Radsport:Er will Spaß

Zurzeit wird Peter Sagan von den Radsport-Fans am meisten umschwärmt. Für den Mannschaftsfrieden kann der Slowake zum Risiko werden - tatsächlich ist er für sein Team auch mit Bodyguard ein Gewinn.

Von Johannes Knuth

Die List war gut geplant. Meter für Meter zog der Radprofi Peter Sagan dem Feld davon, schleichend und gar nicht so kraftvoll wie bei diesen krachenden Ausreißversuchen, die die Konkurrenz plätten wie ein Aufwärtshaken beim Boxen. Nein, diese Attacke war beachtlich, weil sie so unscheinbar wirkte. Die Konkurrenz ließ Sagan gewähren, noch waren 54 zähe Kilometer zu absolvieren bei der diesjährigen Auflage von Paris-Roubaix. Sagan, der spurtstarke Weltmeister, der jetzt fahnenflüchtig wurde: "Damit", sagte sein Teamchef Ralph Denk, "hatte man nicht gerechnet."

## Vorliegende Einträge
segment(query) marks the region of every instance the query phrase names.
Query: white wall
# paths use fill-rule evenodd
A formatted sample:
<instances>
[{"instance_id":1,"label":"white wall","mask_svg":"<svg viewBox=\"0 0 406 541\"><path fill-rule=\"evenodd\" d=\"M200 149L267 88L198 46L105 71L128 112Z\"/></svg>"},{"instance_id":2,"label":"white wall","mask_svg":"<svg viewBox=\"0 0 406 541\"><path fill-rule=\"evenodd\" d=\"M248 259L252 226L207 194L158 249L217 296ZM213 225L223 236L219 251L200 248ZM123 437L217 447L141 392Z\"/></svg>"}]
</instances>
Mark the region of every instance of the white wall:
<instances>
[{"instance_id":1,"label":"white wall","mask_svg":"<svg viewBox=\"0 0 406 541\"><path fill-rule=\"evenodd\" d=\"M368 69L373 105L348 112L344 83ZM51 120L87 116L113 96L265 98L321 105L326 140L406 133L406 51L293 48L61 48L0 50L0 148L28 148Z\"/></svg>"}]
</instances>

## Aufgabenstellung
Bearbeite den Text über Peter Sagan von „Zurzeit wird Peter“ bis einschließlich „Bodyguard ein Gewinn.“ und gib diesen Abschnitt erneut wieder, wobei „Bodyguard“ durch „Leibwächter“ ersetzt wird.

## Antwort zur Aufgabe
Zurzeit wird Peter Sagan von den Radsport-Fans am meisten umschwärmt. Für den Mannschaftsfrieden kann der Slowake zum Risiko werden - tatsächlich ist er für sein Team auch mit Leibwächter ein Gewinn.